» Supplied data

■ ■ ■ ■ ■ ■ ■

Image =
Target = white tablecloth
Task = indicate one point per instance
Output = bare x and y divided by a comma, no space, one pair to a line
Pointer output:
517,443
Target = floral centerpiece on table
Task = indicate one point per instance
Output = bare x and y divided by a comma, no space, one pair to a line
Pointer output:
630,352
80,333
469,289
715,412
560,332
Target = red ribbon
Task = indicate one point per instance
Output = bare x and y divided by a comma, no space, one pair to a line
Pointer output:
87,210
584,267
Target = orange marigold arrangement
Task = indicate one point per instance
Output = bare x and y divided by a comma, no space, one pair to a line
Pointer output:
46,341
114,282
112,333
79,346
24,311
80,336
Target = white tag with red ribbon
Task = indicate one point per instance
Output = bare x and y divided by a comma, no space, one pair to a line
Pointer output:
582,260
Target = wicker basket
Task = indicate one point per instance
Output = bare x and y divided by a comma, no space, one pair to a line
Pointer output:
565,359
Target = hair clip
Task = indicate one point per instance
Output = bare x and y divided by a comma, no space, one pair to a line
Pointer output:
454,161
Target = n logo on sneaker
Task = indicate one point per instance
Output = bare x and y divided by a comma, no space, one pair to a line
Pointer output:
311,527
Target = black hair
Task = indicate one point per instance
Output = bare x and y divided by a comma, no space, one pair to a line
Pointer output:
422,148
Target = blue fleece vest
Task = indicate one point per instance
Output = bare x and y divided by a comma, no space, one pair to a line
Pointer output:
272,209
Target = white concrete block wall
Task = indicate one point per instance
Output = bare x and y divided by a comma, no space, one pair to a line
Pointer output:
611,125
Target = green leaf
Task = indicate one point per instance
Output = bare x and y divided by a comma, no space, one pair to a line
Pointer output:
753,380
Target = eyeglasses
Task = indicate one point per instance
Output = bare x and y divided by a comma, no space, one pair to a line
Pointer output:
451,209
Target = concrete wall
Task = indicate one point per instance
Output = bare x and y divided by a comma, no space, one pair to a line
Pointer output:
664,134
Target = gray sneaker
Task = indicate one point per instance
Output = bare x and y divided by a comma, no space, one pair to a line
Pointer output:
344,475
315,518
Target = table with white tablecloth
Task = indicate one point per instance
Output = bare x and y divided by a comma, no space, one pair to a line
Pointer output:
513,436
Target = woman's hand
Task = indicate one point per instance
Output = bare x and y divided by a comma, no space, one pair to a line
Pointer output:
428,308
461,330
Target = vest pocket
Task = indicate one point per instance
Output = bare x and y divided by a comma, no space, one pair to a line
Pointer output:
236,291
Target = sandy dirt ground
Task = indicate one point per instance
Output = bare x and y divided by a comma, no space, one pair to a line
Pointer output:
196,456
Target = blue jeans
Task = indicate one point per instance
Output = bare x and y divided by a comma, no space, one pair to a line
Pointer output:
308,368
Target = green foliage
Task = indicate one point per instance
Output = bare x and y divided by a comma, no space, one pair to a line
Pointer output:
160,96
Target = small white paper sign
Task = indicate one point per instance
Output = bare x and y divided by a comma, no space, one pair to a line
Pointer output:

■ ■ ■ ■ ■ ■ ■

» About this exercise
For the word "ribbon", find every line in the data that holds it and copy that line.

» Expected output
Target = red ribbon
Target = white tag with red ribbon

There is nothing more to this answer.